== TASK GOAL ==
Make an exact copy of the entries below.

++++ EXERCISE DATA

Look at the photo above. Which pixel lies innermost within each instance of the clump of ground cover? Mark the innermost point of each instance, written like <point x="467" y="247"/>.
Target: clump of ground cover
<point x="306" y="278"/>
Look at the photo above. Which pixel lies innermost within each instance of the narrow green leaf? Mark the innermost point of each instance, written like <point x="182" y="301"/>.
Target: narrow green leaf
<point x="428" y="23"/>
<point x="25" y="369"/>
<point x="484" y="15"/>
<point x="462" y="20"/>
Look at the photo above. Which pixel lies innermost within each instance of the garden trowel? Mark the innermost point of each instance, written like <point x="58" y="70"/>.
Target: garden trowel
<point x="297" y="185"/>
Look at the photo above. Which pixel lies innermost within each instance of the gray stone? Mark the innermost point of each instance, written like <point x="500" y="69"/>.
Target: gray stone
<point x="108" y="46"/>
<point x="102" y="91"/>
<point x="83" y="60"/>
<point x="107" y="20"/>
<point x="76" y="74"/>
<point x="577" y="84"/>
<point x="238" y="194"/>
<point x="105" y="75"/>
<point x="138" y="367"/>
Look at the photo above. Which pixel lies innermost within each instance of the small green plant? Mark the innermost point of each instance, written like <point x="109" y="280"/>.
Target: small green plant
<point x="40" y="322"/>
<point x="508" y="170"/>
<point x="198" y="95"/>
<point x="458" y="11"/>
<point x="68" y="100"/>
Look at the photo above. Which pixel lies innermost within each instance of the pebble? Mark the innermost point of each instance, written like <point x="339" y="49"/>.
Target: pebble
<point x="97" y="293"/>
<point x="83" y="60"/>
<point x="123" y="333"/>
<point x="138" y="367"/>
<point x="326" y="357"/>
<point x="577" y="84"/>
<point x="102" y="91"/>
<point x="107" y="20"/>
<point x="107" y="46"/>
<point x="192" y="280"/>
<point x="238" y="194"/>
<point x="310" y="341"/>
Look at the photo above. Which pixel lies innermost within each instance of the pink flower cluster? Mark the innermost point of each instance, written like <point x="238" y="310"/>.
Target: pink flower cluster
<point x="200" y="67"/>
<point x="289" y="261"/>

++++++++

== SOLUTION ==
Look at the photo above. Which pixel lies innermost within each instance of the clump of ground cover? Mark the innermost point of each instance, written like <point x="467" y="247"/>.
Target: clump of ground cover
<point x="306" y="278"/>
Look at the photo above. Which pixel lies innermost within each instance of the narrow green leaf? Mark the innermost point of each instance, written like <point x="182" y="301"/>.
Target: narrow green leaf
<point x="428" y="23"/>
<point x="25" y="369"/>
<point x="484" y="15"/>
<point x="462" y="20"/>
Look at the photo above. Which pixel lies innermost within each instance of the garden trowel? Mark the innermost point of each instance, written like <point x="58" y="70"/>.
Target: garden trowel
<point x="297" y="185"/>
Look at the photo above. Which pixel lies innermost within each instance of the gray stone? Mark the innermost point of each instance, written like <point x="500" y="69"/>.
Target: gray stone
<point x="108" y="46"/>
<point x="102" y="91"/>
<point x="83" y="60"/>
<point x="107" y="20"/>
<point x="76" y="74"/>
<point x="577" y="84"/>
<point x="238" y="194"/>
<point x="105" y="75"/>
<point x="138" y="367"/>
Look at the photo above. Which pixel lies innermost within each instance of the small green plant? Mark the innermost point of each instance, written like <point x="109" y="280"/>.
Target: small green plant
<point x="40" y="322"/>
<point x="508" y="170"/>
<point x="198" y="95"/>
<point x="458" y="11"/>
<point x="68" y="100"/>
Look at the photo above. Which pixel lies innermost within each instance of the pebble? Mark the innermost point of each instance, written like <point x="339" y="49"/>.
Target: pebble
<point x="97" y="293"/>
<point x="83" y="60"/>
<point x="123" y="333"/>
<point x="138" y="367"/>
<point x="326" y="357"/>
<point x="577" y="84"/>
<point x="102" y="91"/>
<point x="107" y="20"/>
<point x="107" y="46"/>
<point x="192" y="280"/>
<point x="238" y="194"/>
<point x="310" y="341"/>
Look at the photo above. Which pixel lies innermost within each instance of the pink flower cluster? Mark the innermost point of each instance, written like <point x="238" y="310"/>.
Target: pink flower cluster
<point x="200" y="67"/>
<point x="289" y="261"/>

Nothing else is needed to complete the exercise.